ウェルスナビ開発者ブログ

WealthNaviの開発に関する記事を書いてます。

ウェルスナビのAIビジョンご紹介

はじめに

ウェルスナビのAIグループ責任者の上杉と申します。 AIグループでは

  • データ活用によるKPIの継続的改善
  • AIを用いた新サービスの立ち上げ

に取り組んでいます。 本記事では、後者の活動の一つについて述べたいと思います。

 

AIで全ての人に金融アドバイザリーサービスを

エンジニアの皆様はご承知と思いますが、ここ数年間で画像処理と自然言語処理に著しい技術革新がありました。ウェルスナビでは後者の自然言語処理、特に大規模言語モデル(Large Language Model、以下LLM)を用いた対話技術に注目しています。理由は、ウェルスナビの投資アドバイザリーサービスを大幅進化させる上で、対話技術が中核技術になると考えているからです。

■ **やること**:
ウェルスナビのAIビジョンを紹介する記事の続きを、最後の文のあとから書き進めてください。 このあとの行は、上の記事とは関係のない別の資料です。

■ **データの一部**:
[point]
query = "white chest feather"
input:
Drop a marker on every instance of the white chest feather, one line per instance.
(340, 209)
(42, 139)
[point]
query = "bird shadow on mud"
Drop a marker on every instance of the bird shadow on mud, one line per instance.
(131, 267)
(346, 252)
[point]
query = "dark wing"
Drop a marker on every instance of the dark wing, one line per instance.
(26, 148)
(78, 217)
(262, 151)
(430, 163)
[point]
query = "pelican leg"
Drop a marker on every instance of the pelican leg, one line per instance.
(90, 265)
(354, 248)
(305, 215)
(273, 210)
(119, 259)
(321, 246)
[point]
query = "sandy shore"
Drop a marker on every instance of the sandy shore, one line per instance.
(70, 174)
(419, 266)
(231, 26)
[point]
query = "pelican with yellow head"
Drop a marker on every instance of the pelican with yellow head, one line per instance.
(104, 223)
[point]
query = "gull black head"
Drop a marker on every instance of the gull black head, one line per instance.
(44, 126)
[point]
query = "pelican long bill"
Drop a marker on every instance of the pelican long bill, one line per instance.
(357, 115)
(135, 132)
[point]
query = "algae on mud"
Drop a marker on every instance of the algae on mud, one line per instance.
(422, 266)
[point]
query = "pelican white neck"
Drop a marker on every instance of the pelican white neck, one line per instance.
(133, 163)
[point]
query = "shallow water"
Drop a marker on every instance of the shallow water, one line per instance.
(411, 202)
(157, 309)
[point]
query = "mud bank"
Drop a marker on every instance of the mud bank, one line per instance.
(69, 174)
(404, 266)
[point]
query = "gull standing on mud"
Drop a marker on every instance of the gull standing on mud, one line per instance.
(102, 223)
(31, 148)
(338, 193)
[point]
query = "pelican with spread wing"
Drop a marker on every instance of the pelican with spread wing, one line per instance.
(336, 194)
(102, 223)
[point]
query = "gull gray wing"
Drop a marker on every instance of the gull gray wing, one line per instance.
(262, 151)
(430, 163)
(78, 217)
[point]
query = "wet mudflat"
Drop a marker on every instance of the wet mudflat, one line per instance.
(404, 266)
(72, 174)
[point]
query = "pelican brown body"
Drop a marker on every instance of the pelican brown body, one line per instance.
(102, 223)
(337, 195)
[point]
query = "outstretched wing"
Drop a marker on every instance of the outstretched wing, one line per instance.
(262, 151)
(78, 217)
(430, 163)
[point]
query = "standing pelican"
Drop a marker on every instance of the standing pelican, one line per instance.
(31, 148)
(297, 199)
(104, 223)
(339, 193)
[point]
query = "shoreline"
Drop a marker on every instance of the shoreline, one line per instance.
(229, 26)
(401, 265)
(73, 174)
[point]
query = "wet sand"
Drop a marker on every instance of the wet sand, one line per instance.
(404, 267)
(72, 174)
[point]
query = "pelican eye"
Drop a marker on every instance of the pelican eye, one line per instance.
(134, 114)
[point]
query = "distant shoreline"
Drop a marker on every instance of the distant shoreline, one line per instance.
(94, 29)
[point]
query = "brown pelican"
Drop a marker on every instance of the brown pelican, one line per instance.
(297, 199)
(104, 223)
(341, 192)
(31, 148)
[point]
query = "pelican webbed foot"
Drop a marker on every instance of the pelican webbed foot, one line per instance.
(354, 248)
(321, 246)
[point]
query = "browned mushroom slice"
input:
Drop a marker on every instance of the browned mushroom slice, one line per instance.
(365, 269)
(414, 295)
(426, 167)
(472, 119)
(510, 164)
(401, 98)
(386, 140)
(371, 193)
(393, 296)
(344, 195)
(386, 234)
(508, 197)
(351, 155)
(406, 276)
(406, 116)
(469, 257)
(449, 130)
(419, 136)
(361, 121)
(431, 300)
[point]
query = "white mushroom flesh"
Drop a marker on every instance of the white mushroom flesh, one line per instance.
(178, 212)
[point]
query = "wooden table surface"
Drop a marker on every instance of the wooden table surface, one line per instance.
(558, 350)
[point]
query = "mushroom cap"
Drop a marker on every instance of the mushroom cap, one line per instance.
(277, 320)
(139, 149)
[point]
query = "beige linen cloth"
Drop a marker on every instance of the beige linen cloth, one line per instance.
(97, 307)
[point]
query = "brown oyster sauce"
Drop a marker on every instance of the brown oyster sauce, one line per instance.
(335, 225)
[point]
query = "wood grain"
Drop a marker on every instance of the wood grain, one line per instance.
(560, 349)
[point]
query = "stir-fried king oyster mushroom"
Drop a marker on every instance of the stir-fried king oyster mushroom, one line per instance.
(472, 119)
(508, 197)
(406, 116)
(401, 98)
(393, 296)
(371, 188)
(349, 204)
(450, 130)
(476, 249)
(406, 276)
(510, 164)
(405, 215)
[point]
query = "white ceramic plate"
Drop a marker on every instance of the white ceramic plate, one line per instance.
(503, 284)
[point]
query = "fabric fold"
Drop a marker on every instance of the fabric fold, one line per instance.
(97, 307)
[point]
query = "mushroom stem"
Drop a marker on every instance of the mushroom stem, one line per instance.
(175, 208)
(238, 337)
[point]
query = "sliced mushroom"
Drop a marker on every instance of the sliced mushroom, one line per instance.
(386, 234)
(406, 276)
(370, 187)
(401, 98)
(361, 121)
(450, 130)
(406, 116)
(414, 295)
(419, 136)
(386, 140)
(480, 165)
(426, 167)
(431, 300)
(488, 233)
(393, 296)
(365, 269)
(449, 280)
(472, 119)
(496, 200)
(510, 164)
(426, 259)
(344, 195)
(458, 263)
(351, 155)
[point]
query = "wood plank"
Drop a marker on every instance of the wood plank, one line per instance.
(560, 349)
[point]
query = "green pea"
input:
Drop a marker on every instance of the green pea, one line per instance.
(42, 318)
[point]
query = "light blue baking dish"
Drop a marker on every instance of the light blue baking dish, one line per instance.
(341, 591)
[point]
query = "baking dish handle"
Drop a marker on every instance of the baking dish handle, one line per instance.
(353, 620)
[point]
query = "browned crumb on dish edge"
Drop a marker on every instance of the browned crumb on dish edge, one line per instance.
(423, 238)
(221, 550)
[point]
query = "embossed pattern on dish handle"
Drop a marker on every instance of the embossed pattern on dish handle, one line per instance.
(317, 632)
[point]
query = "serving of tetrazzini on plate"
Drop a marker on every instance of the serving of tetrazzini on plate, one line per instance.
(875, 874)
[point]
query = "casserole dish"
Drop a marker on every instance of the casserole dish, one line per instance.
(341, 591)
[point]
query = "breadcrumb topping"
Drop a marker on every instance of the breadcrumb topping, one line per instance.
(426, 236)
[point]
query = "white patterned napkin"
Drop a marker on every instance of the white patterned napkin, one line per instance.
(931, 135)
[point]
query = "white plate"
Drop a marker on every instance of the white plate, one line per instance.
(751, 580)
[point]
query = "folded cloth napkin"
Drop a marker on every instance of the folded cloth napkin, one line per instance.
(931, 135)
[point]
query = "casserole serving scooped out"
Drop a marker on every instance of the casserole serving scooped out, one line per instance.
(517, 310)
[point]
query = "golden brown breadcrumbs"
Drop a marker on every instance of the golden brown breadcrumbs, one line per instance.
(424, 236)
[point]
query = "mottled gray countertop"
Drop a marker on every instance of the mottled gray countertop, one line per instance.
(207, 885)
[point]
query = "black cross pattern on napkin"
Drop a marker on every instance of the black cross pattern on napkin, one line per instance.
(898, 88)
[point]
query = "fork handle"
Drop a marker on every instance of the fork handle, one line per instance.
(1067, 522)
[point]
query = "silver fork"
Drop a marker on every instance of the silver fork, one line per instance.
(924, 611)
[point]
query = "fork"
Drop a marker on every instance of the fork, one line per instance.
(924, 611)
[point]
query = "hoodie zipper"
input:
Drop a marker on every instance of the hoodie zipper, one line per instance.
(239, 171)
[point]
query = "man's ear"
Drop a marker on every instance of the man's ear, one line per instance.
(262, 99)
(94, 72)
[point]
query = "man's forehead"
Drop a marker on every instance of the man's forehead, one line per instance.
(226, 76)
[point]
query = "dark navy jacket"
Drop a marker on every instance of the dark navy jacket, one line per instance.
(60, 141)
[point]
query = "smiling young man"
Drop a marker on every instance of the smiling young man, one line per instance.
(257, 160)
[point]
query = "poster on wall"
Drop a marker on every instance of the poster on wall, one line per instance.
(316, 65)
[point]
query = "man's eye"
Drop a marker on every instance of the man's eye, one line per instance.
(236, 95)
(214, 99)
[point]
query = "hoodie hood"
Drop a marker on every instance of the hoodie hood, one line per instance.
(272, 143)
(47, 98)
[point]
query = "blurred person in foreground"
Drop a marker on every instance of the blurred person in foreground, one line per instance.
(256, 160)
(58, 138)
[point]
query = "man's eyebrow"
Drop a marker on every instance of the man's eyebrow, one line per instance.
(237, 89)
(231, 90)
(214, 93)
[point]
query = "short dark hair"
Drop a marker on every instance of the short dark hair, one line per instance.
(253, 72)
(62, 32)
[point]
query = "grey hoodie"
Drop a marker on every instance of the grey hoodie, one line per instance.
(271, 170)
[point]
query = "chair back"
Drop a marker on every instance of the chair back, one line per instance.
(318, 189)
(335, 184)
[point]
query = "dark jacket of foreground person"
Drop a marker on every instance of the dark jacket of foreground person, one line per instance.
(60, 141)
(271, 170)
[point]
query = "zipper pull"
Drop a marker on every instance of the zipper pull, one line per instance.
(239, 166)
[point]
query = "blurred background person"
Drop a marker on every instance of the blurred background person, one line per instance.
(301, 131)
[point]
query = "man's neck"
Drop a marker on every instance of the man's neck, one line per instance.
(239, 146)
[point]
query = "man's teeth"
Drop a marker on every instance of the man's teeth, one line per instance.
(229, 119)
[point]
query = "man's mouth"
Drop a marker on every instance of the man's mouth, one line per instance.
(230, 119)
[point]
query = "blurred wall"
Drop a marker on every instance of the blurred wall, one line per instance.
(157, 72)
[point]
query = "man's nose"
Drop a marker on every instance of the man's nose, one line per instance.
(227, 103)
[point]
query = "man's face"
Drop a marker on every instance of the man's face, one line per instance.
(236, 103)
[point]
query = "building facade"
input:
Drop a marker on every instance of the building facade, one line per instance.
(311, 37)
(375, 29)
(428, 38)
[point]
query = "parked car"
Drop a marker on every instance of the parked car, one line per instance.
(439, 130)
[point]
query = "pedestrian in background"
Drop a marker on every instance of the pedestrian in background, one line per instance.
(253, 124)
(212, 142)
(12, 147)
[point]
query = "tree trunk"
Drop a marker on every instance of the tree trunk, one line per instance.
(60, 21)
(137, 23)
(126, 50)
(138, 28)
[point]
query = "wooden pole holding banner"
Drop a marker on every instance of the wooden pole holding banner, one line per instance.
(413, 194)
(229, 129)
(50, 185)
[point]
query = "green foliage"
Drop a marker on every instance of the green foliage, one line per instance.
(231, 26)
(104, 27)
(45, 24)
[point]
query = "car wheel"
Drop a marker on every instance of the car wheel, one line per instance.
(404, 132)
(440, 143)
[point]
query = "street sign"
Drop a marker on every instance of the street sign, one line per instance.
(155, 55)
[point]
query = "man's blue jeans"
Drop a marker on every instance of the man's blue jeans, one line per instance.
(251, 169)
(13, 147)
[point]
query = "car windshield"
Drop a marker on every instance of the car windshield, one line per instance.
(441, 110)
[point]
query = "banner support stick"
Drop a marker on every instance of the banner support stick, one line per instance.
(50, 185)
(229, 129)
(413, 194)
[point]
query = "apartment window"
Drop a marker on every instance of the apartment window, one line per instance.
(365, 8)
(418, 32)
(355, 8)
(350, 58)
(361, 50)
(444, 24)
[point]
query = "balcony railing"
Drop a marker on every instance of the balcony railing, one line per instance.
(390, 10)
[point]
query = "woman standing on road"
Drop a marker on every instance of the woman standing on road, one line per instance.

■ **回答**:
お客様に最適なアドバイスを提供するには、対話を通じてお客様をよく理解することが重要です。 例えば

  • 家計にどの程度の投資余力があるのか
  • いつ何の大きな出費がありうるのか
  • 今後どの程度長くお仕事を続けられるご予定なのか
  • 退職金をどう使うご予定なのか

そのようなお客様の個別事情やご意向を踏まえないと、最適な資産運用アドバイスを行うことはできません。

このような個別アドバイスを行ってきたのは、ファイナンシャルプランナー/アドバイザーと呼ばれる専門家の方々でした。お客様は専門家に個別相談することで、有益なアドバイスを受けることができます。

お金に纏わる相談はセンシティブな内容を含むことが多いため、専門家がお客様に寄り添い、お客様は専門家を信頼し、結果、スムーズな対話とそれに基づくサービス提供が実現できていました。ただし、人手を介した個別対応サービスには相応の費用が発生するため、こうしたサービスを気軽に受けることができるお客様は限定的でした。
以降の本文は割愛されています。